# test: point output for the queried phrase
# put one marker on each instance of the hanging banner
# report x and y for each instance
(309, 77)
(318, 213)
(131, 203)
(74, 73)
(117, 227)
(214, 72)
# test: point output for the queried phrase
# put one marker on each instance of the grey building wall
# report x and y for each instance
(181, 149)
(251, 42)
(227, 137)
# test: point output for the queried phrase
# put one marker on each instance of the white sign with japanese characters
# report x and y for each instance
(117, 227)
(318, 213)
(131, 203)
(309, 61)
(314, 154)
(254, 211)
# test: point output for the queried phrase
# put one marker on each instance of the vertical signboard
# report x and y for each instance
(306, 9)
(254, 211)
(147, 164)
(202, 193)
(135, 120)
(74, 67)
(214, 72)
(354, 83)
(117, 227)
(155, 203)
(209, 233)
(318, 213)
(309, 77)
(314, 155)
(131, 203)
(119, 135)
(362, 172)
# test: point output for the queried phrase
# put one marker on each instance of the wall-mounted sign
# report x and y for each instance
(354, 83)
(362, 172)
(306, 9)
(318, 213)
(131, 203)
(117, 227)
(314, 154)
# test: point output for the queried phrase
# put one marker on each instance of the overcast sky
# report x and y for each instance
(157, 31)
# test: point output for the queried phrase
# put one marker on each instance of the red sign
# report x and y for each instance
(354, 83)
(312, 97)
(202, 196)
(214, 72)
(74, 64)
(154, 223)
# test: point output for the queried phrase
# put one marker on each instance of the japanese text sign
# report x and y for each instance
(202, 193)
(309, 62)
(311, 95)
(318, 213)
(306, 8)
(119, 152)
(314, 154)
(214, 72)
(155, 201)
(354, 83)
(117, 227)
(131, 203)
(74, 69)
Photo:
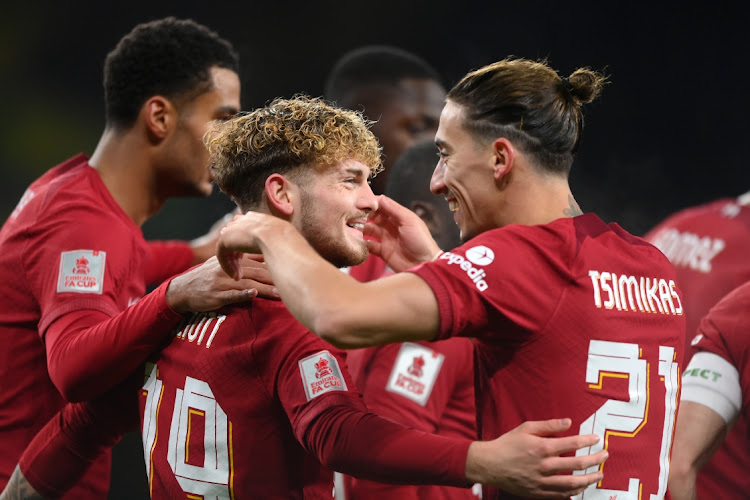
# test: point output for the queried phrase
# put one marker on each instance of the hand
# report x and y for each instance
(239, 236)
(402, 239)
(205, 246)
(524, 462)
(207, 287)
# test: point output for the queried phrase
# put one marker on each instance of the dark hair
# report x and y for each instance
(409, 177)
(373, 65)
(169, 57)
(528, 103)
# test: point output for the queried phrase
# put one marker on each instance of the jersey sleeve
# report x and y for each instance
(89, 352)
(82, 259)
(725, 334)
(165, 259)
(493, 279)
(65, 447)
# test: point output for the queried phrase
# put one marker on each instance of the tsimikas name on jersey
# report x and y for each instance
(630, 293)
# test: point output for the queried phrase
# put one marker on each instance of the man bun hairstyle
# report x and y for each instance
(528, 103)
(169, 57)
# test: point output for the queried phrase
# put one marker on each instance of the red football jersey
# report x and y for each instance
(67, 246)
(709, 247)
(229, 400)
(725, 331)
(427, 386)
(575, 319)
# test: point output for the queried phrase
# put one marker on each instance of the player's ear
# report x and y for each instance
(159, 117)
(281, 194)
(503, 156)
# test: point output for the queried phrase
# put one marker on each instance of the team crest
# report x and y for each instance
(320, 374)
(415, 371)
(81, 271)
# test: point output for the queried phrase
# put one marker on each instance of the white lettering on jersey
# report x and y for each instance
(81, 271)
(628, 293)
(688, 249)
(320, 374)
(199, 325)
(414, 372)
(479, 255)
(28, 195)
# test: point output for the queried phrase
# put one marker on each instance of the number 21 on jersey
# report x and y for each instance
(626, 418)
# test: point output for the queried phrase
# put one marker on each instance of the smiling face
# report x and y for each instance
(335, 203)
(186, 156)
(464, 174)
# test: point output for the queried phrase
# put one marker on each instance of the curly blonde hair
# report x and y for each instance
(284, 137)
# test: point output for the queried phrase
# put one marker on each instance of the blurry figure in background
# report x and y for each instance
(426, 385)
(711, 454)
(709, 246)
(398, 90)
(73, 260)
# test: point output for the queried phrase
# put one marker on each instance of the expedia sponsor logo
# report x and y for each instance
(480, 255)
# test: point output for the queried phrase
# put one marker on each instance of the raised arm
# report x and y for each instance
(523, 461)
(89, 351)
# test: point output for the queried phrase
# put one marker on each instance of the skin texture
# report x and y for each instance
(698, 434)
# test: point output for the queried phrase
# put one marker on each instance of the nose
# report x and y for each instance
(437, 182)
(367, 201)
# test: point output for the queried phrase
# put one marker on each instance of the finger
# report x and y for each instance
(258, 274)
(567, 444)
(374, 247)
(557, 465)
(568, 485)
(237, 296)
(265, 291)
(545, 427)
(373, 230)
(253, 259)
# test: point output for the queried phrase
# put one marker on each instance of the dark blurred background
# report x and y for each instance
(669, 130)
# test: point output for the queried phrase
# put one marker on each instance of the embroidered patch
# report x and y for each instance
(320, 374)
(81, 271)
(415, 371)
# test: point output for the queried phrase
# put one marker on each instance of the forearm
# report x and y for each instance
(366, 446)
(19, 488)
(88, 354)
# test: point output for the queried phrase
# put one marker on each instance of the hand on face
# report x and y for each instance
(238, 238)
(402, 239)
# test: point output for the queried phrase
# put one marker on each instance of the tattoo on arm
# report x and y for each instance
(573, 210)
(18, 488)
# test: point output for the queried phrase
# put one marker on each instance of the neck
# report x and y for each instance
(537, 199)
(123, 162)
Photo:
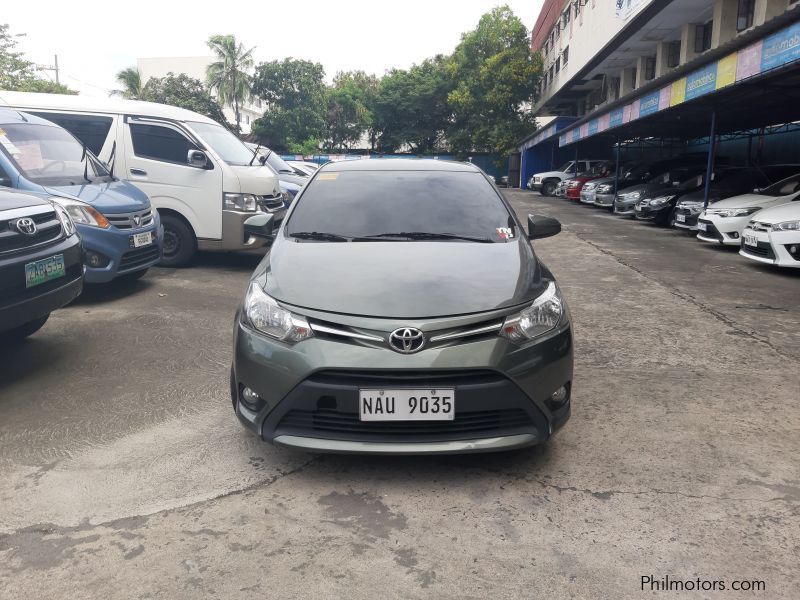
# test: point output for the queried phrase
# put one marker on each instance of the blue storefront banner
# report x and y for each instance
(781, 48)
(649, 104)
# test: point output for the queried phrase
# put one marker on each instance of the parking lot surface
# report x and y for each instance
(124, 474)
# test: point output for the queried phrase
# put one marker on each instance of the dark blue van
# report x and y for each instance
(121, 232)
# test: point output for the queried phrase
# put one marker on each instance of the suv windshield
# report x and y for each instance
(227, 146)
(386, 204)
(49, 155)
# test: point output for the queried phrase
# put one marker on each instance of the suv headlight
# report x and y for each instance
(243, 202)
(83, 213)
(787, 226)
(733, 212)
(263, 314)
(544, 315)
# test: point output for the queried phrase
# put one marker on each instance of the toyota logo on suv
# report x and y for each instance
(26, 225)
(406, 340)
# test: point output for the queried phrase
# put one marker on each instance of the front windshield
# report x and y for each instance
(227, 146)
(49, 155)
(359, 204)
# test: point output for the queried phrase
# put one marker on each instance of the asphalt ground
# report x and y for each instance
(124, 474)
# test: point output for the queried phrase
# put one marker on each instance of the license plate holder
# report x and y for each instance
(44, 270)
(406, 404)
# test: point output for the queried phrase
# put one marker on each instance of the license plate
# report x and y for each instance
(44, 270)
(142, 239)
(407, 404)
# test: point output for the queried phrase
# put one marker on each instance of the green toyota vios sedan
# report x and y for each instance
(401, 309)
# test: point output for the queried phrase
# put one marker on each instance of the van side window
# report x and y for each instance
(91, 130)
(160, 143)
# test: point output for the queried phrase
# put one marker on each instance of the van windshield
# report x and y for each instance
(226, 145)
(49, 155)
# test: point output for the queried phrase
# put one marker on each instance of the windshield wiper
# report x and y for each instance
(425, 235)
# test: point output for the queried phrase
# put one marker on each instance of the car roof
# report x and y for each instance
(399, 164)
(113, 105)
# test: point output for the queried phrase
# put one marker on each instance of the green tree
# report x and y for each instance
(18, 73)
(411, 107)
(229, 76)
(295, 95)
(495, 77)
(131, 81)
(185, 92)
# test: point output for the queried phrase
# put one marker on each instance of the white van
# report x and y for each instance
(201, 177)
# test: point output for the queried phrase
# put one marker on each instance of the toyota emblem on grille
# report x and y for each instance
(26, 225)
(406, 340)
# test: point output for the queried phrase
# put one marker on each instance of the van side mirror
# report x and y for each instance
(197, 159)
(541, 227)
(260, 225)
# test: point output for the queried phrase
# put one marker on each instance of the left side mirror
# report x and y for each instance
(197, 159)
(260, 225)
(541, 227)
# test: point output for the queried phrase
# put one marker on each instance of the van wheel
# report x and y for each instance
(179, 242)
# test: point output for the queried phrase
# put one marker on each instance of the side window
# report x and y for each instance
(160, 143)
(91, 130)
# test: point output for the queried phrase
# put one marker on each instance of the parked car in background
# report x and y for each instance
(41, 264)
(121, 233)
(725, 221)
(546, 182)
(773, 236)
(483, 364)
(728, 183)
(201, 178)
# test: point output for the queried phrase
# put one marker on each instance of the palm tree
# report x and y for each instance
(228, 75)
(131, 81)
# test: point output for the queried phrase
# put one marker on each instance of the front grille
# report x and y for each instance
(48, 229)
(763, 250)
(139, 257)
(128, 220)
(477, 423)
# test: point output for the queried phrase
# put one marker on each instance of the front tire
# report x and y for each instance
(180, 244)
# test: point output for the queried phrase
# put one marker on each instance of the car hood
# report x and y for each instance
(778, 214)
(110, 197)
(410, 280)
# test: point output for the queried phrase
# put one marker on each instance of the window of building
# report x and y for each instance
(160, 143)
(649, 68)
(674, 54)
(702, 37)
(747, 10)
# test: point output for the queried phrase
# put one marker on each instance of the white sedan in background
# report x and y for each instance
(724, 221)
(773, 237)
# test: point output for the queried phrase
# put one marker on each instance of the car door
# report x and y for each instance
(155, 154)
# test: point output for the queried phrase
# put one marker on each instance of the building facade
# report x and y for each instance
(196, 66)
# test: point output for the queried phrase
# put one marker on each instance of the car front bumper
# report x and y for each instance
(310, 393)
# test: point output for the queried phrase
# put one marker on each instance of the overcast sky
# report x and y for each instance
(96, 39)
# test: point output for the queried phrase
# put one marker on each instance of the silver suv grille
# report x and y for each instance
(134, 220)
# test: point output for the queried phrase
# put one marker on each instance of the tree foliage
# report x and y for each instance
(295, 93)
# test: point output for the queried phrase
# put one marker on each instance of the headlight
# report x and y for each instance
(66, 220)
(263, 314)
(542, 316)
(83, 213)
(733, 212)
(787, 226)
(661, 200)
(243, 202)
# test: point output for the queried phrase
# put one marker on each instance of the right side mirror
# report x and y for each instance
(260, 225)
(541, 227)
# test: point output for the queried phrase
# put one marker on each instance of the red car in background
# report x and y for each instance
(574, 186)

::::::::::

### Exercise prompt
Count the lines in the records that contain the string "windshield", matching case exactly, and reply with the number alone.

### Full answer
4